(EXTRACTED RECORDS)
▬▬▬

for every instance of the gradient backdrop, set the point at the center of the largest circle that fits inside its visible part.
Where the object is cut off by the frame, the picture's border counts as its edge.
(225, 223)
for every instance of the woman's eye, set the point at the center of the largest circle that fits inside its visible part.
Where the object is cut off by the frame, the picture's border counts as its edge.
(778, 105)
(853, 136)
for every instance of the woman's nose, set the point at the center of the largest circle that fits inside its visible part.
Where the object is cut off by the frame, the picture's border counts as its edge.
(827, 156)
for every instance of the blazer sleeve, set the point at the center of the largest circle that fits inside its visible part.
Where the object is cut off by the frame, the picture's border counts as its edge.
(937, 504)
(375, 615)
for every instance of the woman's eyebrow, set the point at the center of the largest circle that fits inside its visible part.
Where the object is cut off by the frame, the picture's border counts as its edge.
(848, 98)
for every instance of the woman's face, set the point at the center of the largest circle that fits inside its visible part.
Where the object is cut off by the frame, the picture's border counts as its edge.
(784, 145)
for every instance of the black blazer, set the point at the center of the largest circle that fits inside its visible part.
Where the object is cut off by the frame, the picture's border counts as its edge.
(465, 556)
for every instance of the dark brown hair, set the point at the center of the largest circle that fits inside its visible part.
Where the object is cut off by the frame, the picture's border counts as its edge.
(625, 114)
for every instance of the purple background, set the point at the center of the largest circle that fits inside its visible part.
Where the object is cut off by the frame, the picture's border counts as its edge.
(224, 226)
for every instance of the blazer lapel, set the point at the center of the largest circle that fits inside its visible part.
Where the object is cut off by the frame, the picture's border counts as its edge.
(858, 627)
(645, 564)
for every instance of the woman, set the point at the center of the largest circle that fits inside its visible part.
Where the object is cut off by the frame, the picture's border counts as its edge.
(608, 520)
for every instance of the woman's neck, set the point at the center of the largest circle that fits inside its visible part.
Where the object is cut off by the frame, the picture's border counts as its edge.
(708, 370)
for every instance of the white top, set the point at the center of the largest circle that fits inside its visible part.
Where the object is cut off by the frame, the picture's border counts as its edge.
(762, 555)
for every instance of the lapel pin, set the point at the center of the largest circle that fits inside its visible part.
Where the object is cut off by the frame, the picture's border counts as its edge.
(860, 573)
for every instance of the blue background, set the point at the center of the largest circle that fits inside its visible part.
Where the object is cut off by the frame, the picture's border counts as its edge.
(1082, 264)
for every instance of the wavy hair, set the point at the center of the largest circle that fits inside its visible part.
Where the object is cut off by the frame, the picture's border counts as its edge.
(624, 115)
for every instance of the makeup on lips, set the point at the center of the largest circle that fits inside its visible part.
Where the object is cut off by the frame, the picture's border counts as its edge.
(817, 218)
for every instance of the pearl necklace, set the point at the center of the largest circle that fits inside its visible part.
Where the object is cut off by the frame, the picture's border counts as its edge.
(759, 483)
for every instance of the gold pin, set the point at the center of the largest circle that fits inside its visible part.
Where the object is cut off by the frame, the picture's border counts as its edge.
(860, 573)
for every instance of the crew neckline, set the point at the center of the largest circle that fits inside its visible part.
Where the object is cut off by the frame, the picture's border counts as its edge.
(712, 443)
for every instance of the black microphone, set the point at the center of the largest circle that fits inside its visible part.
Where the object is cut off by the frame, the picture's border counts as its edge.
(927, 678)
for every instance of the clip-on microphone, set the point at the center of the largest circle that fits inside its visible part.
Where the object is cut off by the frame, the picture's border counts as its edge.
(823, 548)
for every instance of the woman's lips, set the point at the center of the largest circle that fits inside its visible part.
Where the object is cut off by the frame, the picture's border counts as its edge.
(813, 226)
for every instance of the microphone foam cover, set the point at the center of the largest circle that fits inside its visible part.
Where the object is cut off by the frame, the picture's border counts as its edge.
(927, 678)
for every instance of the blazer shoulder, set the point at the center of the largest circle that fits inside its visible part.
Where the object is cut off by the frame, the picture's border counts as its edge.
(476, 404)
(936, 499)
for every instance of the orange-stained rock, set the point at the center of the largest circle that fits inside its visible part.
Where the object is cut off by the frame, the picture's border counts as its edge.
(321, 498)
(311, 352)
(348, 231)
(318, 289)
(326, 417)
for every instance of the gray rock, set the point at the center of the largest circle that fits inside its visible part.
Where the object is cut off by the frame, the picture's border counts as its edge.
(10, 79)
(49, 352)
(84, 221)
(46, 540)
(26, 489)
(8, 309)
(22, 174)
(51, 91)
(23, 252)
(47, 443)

▬▬▬

For the word "lapel", state how many lines of the material contain it. Give the number and no more.

2